PROBLEM TO SOLVE: Rewrite everything from the line containing "For every instance of the finger" down to the line containing "x=683, y=323", changing "marker" to "dot" and keeping every other part the same.

[Stored items from a collection]
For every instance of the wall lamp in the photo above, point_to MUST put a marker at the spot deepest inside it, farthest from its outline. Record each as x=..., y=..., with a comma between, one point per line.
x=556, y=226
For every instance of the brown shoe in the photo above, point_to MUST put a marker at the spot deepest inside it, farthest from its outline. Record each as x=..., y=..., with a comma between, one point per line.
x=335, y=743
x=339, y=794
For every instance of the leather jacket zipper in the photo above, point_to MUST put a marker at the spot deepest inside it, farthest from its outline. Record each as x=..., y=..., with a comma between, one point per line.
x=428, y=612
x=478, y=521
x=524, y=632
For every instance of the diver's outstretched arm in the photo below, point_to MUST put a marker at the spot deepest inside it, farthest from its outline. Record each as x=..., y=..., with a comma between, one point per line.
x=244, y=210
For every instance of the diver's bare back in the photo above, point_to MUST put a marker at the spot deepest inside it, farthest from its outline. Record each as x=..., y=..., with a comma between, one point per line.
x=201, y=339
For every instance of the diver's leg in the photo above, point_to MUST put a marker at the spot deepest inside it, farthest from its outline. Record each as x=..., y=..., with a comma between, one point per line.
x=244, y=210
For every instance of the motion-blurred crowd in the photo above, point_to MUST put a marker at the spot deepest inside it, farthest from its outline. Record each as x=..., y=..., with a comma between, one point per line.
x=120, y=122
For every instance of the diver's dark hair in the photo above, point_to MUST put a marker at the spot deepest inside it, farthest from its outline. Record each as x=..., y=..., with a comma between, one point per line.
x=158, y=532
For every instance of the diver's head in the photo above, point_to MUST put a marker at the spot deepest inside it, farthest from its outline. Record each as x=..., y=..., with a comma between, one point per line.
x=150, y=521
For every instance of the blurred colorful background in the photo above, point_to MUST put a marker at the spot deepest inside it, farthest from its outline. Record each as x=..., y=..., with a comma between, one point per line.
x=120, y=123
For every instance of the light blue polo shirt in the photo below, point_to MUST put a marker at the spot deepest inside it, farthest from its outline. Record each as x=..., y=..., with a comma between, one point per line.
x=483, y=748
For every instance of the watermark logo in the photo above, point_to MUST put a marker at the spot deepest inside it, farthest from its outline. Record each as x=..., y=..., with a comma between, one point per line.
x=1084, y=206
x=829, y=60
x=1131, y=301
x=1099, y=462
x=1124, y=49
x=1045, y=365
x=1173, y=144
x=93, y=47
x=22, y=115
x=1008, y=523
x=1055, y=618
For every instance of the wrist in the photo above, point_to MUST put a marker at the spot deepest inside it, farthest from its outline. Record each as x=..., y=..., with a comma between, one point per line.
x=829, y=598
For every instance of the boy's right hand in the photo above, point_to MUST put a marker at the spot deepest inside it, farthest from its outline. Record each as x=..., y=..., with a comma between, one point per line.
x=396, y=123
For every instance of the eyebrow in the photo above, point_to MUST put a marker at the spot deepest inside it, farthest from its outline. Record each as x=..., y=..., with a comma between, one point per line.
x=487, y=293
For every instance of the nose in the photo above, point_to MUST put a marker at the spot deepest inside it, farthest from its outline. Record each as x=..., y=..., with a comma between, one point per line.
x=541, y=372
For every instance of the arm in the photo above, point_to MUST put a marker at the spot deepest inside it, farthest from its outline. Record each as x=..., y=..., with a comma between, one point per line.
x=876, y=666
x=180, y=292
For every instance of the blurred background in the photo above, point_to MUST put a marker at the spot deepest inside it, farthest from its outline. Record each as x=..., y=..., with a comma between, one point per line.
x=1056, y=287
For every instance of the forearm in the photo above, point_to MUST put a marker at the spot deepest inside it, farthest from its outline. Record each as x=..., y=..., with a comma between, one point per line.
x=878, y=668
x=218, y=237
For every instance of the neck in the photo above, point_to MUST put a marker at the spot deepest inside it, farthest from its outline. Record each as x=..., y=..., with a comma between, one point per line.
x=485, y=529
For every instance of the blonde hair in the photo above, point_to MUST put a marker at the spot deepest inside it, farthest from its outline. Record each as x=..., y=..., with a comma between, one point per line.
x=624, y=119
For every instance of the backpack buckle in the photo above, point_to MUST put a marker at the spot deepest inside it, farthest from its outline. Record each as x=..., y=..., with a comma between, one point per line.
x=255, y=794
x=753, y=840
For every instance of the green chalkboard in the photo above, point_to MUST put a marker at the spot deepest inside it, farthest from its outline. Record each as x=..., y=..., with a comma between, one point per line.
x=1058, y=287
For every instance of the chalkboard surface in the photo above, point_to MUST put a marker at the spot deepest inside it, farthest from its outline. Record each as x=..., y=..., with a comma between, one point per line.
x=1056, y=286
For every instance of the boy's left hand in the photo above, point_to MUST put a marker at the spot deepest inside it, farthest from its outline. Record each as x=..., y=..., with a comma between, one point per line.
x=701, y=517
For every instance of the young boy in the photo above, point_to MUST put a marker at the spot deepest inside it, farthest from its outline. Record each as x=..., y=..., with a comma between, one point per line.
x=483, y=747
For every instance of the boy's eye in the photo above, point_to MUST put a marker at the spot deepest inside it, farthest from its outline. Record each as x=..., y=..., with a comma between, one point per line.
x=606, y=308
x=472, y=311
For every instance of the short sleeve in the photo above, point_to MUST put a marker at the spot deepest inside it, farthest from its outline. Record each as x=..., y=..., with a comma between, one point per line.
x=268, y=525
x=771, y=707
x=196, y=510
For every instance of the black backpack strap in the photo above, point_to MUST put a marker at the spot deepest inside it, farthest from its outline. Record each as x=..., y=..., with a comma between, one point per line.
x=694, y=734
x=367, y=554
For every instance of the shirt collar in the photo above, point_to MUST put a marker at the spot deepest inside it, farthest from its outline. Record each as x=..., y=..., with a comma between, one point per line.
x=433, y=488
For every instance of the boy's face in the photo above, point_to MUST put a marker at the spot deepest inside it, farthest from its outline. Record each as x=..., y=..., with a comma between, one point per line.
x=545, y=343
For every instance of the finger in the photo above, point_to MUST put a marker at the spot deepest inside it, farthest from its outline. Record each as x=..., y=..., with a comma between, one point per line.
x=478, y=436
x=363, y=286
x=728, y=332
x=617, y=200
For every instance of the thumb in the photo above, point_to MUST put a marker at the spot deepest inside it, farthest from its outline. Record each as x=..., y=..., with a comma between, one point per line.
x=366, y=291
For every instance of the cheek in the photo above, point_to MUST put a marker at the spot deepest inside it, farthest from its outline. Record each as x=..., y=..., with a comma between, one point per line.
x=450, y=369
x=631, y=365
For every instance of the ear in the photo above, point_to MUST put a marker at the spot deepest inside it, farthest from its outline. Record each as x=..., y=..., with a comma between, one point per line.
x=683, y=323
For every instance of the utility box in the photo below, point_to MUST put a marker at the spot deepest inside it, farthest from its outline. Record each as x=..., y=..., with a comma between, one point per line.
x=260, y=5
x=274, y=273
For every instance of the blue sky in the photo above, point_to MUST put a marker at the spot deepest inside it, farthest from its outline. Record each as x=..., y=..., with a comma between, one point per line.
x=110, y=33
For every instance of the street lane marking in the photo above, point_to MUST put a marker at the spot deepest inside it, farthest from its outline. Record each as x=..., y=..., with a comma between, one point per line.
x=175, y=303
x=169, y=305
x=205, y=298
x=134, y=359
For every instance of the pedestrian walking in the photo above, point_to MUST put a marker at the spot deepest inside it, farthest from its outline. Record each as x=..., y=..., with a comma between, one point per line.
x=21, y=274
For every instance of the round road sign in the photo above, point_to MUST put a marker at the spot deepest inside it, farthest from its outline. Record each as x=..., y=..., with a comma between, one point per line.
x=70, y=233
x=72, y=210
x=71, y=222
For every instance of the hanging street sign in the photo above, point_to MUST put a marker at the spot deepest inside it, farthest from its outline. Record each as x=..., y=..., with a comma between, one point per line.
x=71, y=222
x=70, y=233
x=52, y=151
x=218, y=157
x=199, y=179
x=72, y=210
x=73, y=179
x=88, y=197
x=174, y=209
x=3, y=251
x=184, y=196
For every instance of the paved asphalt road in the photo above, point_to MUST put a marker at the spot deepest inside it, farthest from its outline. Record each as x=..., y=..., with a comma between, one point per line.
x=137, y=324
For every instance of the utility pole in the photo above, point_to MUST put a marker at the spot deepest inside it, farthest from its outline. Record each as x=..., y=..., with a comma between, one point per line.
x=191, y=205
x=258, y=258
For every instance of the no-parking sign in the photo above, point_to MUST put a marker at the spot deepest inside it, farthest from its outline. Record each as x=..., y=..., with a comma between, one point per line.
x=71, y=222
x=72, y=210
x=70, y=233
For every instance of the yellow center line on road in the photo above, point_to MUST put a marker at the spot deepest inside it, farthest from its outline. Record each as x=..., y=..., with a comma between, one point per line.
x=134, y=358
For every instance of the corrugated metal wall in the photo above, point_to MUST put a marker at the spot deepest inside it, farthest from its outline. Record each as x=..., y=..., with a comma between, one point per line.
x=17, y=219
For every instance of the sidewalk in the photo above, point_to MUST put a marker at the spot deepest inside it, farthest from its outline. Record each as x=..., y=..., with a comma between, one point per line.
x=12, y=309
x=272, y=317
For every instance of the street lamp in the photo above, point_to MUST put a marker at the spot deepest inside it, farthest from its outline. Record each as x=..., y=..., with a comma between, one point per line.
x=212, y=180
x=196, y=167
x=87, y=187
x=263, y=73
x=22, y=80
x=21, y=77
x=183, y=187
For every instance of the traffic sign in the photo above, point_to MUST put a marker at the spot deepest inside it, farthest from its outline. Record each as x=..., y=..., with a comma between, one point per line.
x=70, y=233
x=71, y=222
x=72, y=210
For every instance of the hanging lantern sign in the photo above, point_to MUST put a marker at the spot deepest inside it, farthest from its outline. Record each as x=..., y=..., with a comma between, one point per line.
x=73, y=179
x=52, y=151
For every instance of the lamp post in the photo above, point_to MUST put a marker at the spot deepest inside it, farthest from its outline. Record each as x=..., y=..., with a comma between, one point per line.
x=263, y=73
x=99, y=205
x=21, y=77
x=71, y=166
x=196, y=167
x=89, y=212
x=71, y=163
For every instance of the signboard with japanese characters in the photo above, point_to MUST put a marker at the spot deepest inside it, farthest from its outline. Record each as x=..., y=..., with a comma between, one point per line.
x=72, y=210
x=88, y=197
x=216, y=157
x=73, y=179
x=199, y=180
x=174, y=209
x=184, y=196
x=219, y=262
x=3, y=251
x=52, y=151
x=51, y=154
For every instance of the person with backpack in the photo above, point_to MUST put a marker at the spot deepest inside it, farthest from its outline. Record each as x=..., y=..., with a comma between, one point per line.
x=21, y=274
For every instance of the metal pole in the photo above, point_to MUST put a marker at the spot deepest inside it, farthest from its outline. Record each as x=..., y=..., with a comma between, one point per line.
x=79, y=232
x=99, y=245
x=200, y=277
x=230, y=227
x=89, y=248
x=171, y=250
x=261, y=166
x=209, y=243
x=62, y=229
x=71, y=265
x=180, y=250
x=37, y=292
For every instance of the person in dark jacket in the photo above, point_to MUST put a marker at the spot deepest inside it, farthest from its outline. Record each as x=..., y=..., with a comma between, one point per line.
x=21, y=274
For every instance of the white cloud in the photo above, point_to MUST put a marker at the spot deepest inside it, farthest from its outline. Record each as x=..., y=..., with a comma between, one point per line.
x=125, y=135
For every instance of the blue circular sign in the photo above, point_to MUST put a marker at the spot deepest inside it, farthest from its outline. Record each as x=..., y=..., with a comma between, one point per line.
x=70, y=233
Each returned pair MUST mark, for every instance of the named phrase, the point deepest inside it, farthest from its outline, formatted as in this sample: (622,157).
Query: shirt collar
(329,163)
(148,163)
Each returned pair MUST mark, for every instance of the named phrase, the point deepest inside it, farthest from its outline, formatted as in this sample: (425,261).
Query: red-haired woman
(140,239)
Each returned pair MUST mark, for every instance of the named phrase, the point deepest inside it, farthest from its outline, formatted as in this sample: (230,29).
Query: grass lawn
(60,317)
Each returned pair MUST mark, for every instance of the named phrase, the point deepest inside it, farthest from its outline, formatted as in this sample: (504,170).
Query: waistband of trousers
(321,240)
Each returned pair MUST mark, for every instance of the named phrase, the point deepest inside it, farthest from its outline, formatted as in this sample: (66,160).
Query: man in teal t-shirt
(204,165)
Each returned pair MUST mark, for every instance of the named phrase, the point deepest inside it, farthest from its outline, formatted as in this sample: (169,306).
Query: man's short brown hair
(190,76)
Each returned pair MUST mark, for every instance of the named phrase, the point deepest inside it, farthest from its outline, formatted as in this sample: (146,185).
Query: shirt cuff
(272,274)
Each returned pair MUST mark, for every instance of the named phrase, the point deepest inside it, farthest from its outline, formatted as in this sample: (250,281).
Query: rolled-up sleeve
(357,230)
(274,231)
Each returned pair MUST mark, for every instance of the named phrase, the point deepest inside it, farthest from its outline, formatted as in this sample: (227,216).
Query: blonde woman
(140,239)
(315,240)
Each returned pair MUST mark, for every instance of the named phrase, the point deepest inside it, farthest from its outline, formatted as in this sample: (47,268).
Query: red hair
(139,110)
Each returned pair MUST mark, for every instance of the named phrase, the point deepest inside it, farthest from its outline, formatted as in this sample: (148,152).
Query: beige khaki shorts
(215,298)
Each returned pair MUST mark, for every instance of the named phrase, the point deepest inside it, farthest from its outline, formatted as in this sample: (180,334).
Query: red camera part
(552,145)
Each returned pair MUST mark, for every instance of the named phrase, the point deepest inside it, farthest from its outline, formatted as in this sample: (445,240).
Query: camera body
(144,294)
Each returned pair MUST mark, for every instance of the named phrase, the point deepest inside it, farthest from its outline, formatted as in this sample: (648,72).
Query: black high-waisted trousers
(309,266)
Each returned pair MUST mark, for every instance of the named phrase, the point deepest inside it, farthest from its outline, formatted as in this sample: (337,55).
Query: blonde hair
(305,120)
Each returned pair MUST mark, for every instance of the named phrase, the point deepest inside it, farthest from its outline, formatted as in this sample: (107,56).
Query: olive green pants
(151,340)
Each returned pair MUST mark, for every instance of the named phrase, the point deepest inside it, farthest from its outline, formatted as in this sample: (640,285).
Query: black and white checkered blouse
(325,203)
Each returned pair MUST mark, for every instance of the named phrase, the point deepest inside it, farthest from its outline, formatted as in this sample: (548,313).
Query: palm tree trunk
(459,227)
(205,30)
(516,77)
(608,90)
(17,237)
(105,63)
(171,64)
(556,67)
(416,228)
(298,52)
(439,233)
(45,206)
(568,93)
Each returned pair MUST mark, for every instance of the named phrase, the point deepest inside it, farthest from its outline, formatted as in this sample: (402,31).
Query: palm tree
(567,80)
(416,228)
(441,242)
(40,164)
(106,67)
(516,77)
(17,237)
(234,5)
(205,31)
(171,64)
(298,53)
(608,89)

COMPLETED EXERCISE:
For every instance of the finger in the photo above, point_to MUST put a dot at the spot deepest inside it, farthest from its outline. Record each as x=..., y=..., with a comma between, one point per line.
x=478, y=436
x=363, y=286
x=728, y=332
x=617, y=200
For every instance of the thumb in the photo above, point_to MUST put a dot at the spot deepest inside it, farthest from its outline. Record each as x=..., y=..., with a comma between, one point per line.
x=366, y=291
For every instance of the cheek in the photo above, point_to MUST put a dot at the spot deepest inside it, farthest from its outline. Record each as x=..., y=..., with a comma between, one point per line.
x=450, y=369
x=631, y=365
For every instance of the ear in the photo above, point_to MUST put a dot at the spot deepest inside it, farthest from its outline. Record each as x=..., y=..., with a comma between, one point per line.
x=683, y=323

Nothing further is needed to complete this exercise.